**WHAT THIS TASK INVOLVES**
Pull out the lines of the items starting at the line containing "mark: the rooftop" and ending at the last line of the items, with both ends included. Reproduce those lines without any change.

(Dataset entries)

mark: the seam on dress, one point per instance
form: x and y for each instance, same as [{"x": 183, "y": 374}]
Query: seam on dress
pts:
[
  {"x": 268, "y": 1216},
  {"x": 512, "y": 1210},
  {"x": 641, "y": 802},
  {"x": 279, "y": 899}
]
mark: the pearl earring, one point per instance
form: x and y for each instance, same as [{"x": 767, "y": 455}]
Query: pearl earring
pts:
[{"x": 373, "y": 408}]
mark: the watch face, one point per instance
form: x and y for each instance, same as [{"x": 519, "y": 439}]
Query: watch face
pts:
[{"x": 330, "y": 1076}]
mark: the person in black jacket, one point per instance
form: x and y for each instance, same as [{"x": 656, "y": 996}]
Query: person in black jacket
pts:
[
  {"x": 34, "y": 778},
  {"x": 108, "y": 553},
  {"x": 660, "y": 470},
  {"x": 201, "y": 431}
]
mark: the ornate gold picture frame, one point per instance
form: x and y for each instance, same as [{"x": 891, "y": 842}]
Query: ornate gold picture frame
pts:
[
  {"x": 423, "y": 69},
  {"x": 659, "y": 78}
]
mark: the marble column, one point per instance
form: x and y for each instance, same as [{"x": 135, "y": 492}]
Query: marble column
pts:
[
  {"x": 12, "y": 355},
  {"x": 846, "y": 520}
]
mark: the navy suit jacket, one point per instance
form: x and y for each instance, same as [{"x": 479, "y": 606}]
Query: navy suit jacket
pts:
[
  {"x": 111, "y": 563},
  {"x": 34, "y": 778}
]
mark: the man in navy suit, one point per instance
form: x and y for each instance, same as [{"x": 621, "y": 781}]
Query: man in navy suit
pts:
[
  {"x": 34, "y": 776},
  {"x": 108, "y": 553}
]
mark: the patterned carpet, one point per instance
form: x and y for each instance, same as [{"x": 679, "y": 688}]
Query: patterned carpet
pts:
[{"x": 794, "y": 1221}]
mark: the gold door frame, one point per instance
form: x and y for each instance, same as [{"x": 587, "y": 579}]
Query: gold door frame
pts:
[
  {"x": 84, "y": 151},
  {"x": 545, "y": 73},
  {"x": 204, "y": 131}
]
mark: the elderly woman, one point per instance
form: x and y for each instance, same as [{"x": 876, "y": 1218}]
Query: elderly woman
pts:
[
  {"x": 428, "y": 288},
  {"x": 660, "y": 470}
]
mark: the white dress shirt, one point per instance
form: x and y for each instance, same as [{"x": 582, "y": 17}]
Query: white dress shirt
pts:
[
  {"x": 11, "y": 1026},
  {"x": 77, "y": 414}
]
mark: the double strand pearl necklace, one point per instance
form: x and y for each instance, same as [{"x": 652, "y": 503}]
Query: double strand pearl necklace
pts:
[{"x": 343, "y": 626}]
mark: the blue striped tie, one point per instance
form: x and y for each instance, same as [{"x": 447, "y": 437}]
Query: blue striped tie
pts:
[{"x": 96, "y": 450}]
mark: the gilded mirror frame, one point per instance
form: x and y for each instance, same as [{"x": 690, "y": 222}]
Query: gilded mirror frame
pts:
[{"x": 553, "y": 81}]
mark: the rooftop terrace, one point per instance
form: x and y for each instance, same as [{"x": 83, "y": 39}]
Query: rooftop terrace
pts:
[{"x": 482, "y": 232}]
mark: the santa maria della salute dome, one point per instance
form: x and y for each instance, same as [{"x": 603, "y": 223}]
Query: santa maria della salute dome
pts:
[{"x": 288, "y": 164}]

**OUTPUT**
mark: the rooftop terrace, one point per instance
form: x and y for each instance, same as [{"x": 83, "y": 39}]
Query: rooftop terrace
pts:
[{"x": 482, "y": 232}]
mark: the santa maria della salute dome, one point per instance
form: x and y for each instance, same as [{"x": 603, "y": 223}]
Query: santa maria della salute dome
pts:
[{"x": 288, "y": 164}]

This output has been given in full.